• WHAT TO PRODUCE: Print the lines of the data below without any change, beginning at the line that contains "Report the location of each instance of the white" and stopping after the line that contains "x=623, y=330".

• RECORDS:
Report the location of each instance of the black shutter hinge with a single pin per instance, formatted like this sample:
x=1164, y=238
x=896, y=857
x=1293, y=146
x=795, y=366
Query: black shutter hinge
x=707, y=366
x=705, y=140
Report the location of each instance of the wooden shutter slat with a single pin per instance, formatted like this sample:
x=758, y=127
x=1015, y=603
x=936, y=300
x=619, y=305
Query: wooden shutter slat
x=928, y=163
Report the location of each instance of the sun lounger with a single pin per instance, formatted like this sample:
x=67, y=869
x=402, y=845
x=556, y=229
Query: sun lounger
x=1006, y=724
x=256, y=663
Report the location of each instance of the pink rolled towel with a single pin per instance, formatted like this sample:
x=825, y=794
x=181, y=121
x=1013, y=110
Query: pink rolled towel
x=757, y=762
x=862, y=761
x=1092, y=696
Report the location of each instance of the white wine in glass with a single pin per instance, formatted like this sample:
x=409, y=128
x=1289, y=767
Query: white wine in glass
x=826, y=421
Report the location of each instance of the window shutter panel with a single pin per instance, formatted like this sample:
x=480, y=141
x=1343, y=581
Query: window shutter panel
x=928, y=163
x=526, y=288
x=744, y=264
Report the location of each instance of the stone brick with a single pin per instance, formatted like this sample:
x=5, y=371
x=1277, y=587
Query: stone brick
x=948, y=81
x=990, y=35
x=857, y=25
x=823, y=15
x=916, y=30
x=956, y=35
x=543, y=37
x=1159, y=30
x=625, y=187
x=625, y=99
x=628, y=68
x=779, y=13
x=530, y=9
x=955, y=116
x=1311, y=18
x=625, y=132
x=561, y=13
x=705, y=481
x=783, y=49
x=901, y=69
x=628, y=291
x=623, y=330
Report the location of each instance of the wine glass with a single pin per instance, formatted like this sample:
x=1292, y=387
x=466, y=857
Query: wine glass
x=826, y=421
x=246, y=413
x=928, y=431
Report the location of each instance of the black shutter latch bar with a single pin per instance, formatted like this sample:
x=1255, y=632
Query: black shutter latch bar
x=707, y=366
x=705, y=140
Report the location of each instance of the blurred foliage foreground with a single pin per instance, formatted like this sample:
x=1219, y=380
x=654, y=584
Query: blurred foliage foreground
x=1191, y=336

• TASK ANSWER:
Report the location of each instance of the white wine in glass with a single pin per instance, formatted like this sample:
x=409, y=128
x=1289, y=767
Query: white wine in glass
x=826, y=421
Report the location of each instance of the window shutter panel with a single pin per instance, formatted like this sample:
x=480, y=141
x=1343, y=581
Query: window shutter panel
x=928, y=163
x=526, y=288
x=744, y=264
Report the location of each instance of the stone brick with a single pin per instance, formatted like this sample:
x=5, y=371
x=1277, y=587
Query: stone brick
x=948, y=81
x=990, y=35
x=857, y=25
x=823, y=15
x=916, y=30
x=956, y=35
x=543, y=37
x=1159, y=30
x=625, y=187
x=625, y=99
x=628, y=68
x=779, y=13
x=530, y=9
x=955, y=116
x=1311, y=18
x=625, y=132
x=561, y=13
x=705, y=481
x=783, y=49
x=901, y=69
x=628, y=291
x=623, y=330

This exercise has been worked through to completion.